### Excerpt
========

Thursday, February 19, 2009

The temples of Angkor Wat


It was a bumpy bus ride on the dirt roads from Phnom Penh to Siem Reap. The town was a lot smaller then I imagined, but also a lot prettier with a quiet river running along the edge. 5km outside of the city is a large expanse of 1,000 year old temples covering 400 km² known as Angkor Wat. The first night Dan and I met a British guy named Chris while eating dinner at a food stall in town. We made a plan to meet the next morning to share a tuk tuk around Angkor to save some money. We'd heard about how beautiful it is when you get there early and watch the sun rise against the temples. So we started out around 5:00am, but unfortunately the sunrise was more of an emergence of light without color. We were still happy though to start the day free of the large crowds. I have to admit I felt a bit like Indiana Jones stumbling upon a lost civilization as the three of us climbed through the stone corridors and rooms within the temples. At one point an old sun wrinkled Buddhist nun motioned for me to come with her to the alter inside. We both sat at the base of the alter then she began carefully removing various objects from her small basket. She gave me a stick of incense and instructed me to move it in a certain way while reciting a phrase. Then she lit the incense stick and I stuck it in the sand pot at the base of the Buddha statue. I thanked her, placing my palms together and nodding my head in a bow, and in return she tied a red string bracelet around my wrist symbolizing a buddhist blessing of good luck. It was one of my most special experiences in Cambodia.

========

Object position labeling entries
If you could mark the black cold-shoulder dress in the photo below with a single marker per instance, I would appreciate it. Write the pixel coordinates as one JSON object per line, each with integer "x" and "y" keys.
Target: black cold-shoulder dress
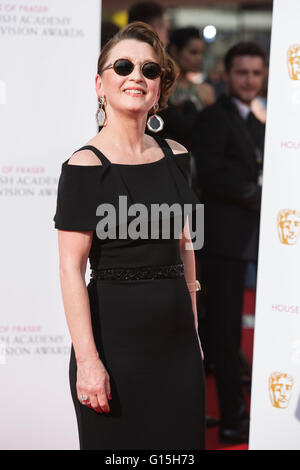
{"x": 143, "y": 327}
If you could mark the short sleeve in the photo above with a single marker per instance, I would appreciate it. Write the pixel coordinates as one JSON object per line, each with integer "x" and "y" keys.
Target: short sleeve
{"x": 78, "y": 196}
{"x": 183, "y": 161}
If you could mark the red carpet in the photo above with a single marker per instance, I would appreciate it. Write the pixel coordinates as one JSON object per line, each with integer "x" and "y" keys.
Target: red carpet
{"x": 212, "y": 441}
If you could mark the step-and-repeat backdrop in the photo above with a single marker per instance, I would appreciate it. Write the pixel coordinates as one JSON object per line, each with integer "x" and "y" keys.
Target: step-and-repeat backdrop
{"x": 48, "y": 61}
{"x": 275, "y": 402}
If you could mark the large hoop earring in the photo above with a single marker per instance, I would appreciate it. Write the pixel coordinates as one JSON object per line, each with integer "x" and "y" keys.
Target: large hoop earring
{"x": 155, "y": 123}
{"x": 100, "y": 114}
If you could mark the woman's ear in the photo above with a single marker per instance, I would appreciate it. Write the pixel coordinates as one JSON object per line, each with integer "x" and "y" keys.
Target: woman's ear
{"x": 99, "y": 85}
{"x": 173, "y": 51}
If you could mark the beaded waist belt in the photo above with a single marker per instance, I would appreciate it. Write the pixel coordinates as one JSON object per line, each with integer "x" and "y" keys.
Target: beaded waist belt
{"x": 136, "y": 273}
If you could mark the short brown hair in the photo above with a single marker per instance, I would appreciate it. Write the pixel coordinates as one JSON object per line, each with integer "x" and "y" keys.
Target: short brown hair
{"x": 243, "y": 48}
{"x": 145, "y": 33}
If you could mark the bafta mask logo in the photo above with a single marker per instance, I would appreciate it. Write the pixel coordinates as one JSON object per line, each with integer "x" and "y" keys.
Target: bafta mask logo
{"x": 280, "y": 389}
{"x": 293, "y": 61}
{"x": 288, "y": 225}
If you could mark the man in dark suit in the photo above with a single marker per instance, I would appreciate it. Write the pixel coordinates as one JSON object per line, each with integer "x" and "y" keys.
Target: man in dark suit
{"x": 228, "y": 154}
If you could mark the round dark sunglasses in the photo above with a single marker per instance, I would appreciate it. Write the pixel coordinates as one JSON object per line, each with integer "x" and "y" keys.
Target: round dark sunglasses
{"x": 124, "y": 67}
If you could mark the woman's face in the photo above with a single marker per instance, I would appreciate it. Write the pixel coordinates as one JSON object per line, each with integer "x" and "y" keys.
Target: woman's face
{"x": 189, "y": 58}
{"x": 118, "y": 90}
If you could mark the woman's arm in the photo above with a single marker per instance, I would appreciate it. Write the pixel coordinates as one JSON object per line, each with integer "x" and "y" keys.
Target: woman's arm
{"x": 92, "y": 377}
{"x": 188, "y": 259}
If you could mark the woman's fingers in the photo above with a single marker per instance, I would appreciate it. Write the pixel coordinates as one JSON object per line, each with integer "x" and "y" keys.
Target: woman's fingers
{"x": 102, "y": 399}
{"x": 95, "y": 404}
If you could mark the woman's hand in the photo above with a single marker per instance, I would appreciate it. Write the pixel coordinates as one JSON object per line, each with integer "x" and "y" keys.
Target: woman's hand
{"x": 93, "y": 384}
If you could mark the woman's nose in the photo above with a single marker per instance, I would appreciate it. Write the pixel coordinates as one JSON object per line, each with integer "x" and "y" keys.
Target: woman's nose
{"x": 136, "y": 74}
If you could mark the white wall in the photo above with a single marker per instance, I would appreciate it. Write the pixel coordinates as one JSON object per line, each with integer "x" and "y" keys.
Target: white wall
{"x": 275, "y": 401}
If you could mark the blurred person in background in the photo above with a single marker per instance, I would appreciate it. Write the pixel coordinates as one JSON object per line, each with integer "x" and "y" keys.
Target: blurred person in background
{"x": 153, "y": 14}
{"x": 186, "y": 47}
{"x": 108, "y": 30}
{"x": 216, "y": 78}
{"x": 228, "y": 150}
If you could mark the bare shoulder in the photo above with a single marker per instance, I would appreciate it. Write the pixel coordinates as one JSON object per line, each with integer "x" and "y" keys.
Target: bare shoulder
{"x": 176, "y": 147}
{"x": 84, "y": 158}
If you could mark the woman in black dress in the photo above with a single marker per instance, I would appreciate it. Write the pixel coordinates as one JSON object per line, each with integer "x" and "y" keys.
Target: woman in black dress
{"x": 136, "y": 371}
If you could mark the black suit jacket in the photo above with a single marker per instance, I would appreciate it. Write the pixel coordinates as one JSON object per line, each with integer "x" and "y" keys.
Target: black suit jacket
{"x": 227, "y": 173}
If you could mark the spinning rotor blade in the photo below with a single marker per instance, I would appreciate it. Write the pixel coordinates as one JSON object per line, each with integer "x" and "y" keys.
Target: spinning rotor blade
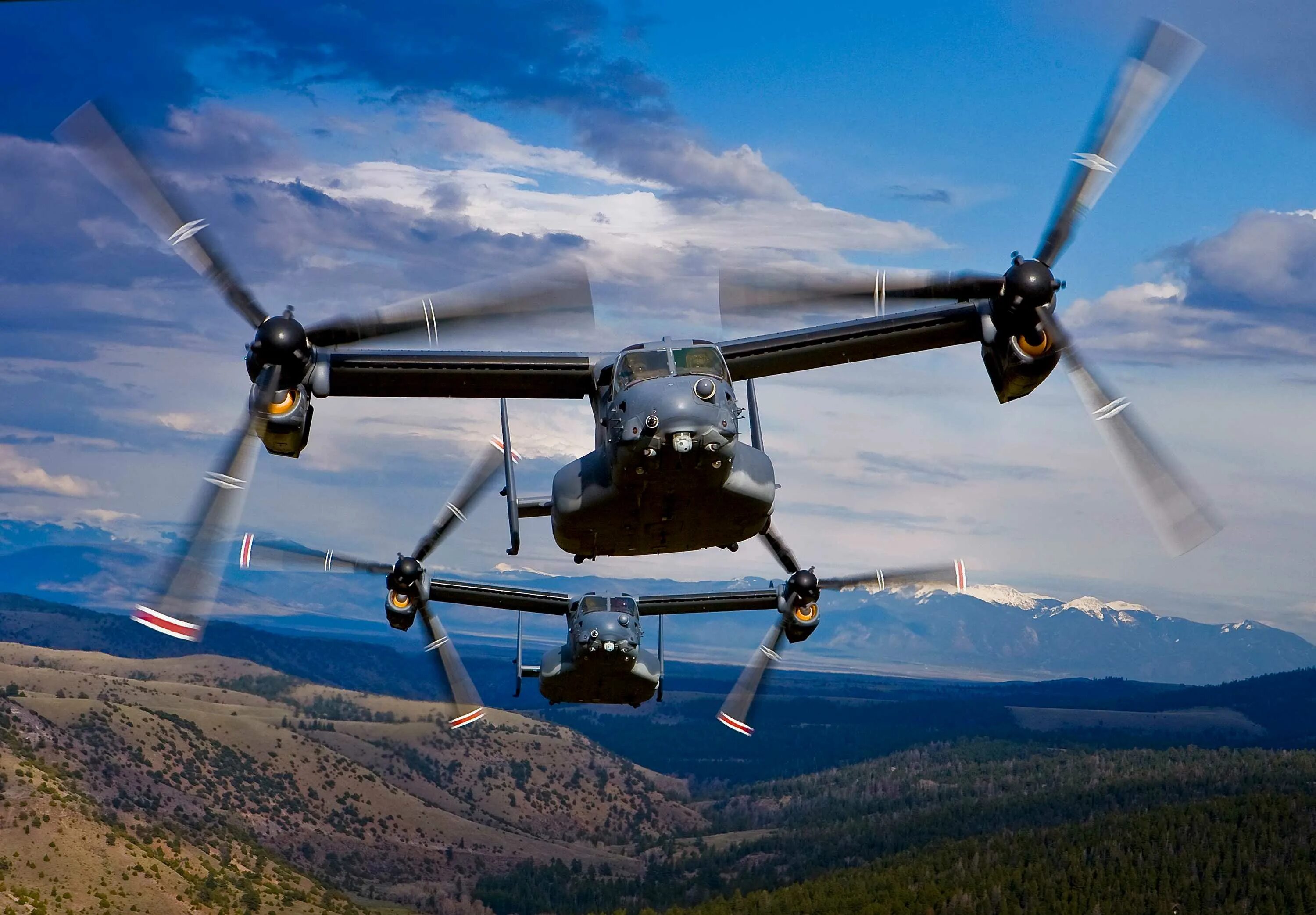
{"x": 1149, "y": 77}
{"x": 91, "y": 139}
{"x": 453, "y": 672}
{"x": 952, "y": 576}
{"x": 848, "y": 294}
{"x": 1178, "y": 511}
{"x": 265, "y": 557}
{"x": 783, "y": 553}
{"x": 195, "y": 582}
{"x": 735, "y": 711}
{"x": 561, "y": 289}
{"x": 476, "y": 482}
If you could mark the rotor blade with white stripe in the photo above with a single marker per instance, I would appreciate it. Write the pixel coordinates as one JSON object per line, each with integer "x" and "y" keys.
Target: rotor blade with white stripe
{"x": 735, "y": 711}
{"x": 195, "y": 578}
{"x": 949, "y": 576}
{"x": 478, "y": 481}
{"x": 1180, "y": 513}
{"x": 1160, "y": 61}
{"x": 805, "y": 294}
{"x": 94, "y": 143}
{"x": 268, "y": 557}
{"x": 561, "y": 290}
{"x": 469, "y": 709}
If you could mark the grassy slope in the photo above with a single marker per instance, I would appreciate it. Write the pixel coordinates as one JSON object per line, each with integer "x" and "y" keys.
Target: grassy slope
{"x": 398, "y": 805}
{"x": 61, "y": 855}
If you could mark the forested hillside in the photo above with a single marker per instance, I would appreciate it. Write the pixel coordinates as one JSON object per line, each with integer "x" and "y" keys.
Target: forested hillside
{"x": 1252, "y": 855}
{"x": 794, "y": 830}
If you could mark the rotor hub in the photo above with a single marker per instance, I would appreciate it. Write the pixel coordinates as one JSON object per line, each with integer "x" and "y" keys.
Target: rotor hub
{"x": 404, "y": 576}
{"x": 1030, "y": 285}
{"x": 805, "y": 586}
{"x": 281, "y": 341}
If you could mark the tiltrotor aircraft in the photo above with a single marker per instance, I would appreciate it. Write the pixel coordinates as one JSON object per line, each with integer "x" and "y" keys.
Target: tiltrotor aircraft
{"x": 670, "y": 469}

========

### Tasks to complete
A – Please answer these questions about the Angkor Wat entry, one answer per line:
(i) How far outside the city does the expanse of temples lie?
(ii) Around what time did the three start out for the sunrise?
(iii) What did the nun tie around the writer's wrist?
B – Report every line of the rows above that contains the string "blurred". Case counts.

### Results by task
A –
(i) 5km
(ii) Around 5:00am
(iii) A red string bracelet

B –
If you could mark the blurred person in background in the photo above with a single marker per instance, I would appreciate it. Write the pixel coordinates as one JSON object per line, each with integer "x" and "y" keys.
Target: blurred person in background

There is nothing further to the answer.